Researchers exposed whole-brain organoids—lab-grown 3D brain tissue models—to polystyrene nanoplastics and investigated neurotoxic mechanisms. The nanoplastics caused DNA damage and excitotoxicity through activation of the TLR9/MyD88 immune signaling pathway, identifying inflammatory receptor activation as a key mechanism by which nanoplastics trigger developmental neurotoxicity.

Polymers
Models
Study Type In vitro

Polystyrene nanoplastics (PS-NPs) can cross the placenta and blood-brain barrier to accumulate in the fetal brain following inhalation or ingestion, raising concerns about PS-NPs-induced developmental neurotoxicity (DNT). However, current evidence regarding the mechanisms underlying PS-NPs-elicited DNT remains critically scarce. Given the inherent limitations of two-dimensional cell culture techniques, we employed a whole-brain organoid (WBO) model, which more faithfully recapitulates the dynamic changes and substantial alterations during the early development of the human nervous system, to investigate the PS-NPs-induced DNT. Developing WBOs were exposed to 50-nm PS-NPs at concentrations of 50 and 100 μg/mL. Additionally, we established an early developmental exposure model in neonatal rat for robust validation. The results revealed aberrant formation of the tissue architecture of neural epithelial buds in PS-NPs-exposed WBOs, accompanied by significant inflammatory responses and oxidative stress. Marked DNA damage and substantial activation of the TLR9/MyD88 pathway were observed in WBOs and in the cerebral cortex of neonatal rat, leading to significant upregulation of the excitotoxicity marker c-Fos and the excitatory synaptic marker NMDAR. In vitro assays revealed that melatonin treatment could efficiently counteract PS-NPs-mediated neuronal impairment, with both the reduced cell viability and excessive DNA damage induced by PS-NPs being restored to levels close to those of the control group. In conclusion, by establishing WBOs and early developmental exposure models in neonatal rat, we found that PS-NPs can induce DNA double-strand breaks, and activation of the TLR9 pathway mediates PS-NPs-induced excitotoxicity.
============
Exercise brief
Decide whether each statement agrees with the text on nanoplastics and brain organoids, answering yes or no and quoting the deciding words. (a) The organoids were exposed to 50-nm PS-NPs at two concentrations. (b) Melatonin treatment did not improve the cell viability reduced by PS-NPs. (c) The findings were validated in a neonatal mouse model.
============
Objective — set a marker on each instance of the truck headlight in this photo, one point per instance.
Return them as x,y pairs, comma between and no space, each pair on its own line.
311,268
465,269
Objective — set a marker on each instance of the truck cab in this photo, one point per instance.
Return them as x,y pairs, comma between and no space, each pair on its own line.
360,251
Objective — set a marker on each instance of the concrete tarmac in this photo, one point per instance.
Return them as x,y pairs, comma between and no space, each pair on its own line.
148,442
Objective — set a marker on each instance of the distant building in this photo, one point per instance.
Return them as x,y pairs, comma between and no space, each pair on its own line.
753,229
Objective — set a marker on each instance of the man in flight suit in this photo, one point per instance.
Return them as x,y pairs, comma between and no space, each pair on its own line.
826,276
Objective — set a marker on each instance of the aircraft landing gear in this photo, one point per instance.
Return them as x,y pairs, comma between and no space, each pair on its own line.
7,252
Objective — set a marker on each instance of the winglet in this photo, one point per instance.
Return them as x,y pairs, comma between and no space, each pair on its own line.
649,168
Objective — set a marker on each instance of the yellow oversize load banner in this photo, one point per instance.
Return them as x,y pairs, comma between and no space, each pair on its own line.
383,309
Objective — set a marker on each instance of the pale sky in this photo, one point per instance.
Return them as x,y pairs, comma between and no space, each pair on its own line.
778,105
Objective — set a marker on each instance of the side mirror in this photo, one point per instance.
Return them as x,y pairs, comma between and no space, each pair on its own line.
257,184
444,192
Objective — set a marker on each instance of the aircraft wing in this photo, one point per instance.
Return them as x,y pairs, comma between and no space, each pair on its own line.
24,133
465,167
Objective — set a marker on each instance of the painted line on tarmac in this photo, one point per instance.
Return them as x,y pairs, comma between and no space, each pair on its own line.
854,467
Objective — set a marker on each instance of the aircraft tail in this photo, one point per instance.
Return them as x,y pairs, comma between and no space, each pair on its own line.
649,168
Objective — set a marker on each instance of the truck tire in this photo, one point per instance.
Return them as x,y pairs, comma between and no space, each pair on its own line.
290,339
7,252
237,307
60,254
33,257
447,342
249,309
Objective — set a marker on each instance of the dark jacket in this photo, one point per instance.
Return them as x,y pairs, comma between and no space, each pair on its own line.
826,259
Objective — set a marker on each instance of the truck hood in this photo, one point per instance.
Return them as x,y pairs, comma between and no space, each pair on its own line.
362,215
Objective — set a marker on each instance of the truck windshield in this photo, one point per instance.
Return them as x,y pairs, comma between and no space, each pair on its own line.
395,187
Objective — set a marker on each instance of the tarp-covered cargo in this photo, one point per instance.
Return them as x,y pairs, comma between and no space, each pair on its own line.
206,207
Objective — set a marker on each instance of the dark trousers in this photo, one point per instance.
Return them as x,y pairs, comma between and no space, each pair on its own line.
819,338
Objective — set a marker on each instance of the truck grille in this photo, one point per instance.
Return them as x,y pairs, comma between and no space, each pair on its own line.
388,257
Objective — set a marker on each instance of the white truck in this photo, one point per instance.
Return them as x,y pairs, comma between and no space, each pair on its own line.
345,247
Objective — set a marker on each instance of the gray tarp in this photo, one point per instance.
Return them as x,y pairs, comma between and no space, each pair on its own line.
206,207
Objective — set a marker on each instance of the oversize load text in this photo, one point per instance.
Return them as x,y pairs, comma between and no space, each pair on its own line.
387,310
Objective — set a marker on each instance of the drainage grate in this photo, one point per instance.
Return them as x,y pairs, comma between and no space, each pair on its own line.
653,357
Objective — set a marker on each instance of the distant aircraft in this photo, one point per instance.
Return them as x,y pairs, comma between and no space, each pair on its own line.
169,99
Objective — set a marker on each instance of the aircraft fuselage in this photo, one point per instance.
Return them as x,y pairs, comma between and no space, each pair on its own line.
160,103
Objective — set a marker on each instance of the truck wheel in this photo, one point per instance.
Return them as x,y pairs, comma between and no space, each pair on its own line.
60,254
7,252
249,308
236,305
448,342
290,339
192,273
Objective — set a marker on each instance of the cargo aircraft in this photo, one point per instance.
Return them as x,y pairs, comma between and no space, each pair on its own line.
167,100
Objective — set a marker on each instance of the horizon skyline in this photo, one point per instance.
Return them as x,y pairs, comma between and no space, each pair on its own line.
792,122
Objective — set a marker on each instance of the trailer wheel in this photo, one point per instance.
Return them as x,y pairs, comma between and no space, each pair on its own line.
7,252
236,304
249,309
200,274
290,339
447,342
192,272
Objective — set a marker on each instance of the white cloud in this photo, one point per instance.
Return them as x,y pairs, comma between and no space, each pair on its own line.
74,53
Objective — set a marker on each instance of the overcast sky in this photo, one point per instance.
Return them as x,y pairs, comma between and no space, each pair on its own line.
============
Result for this task
(a) Yes. "Developing WBOs were exposed to 50-nm PS-NPs at concentrations of 50 and 100 μg/mL."
(b) No. "melatonin treatment could efficiently counteract PS-NPs-mediated neuronal impairment, with both the reduced cell viability and excessive DNA damage induced by PS-NPs being restored to levels close to those of the control group"
(c) No. "we established an early developmental exposure model in neonatal rat for robust validation"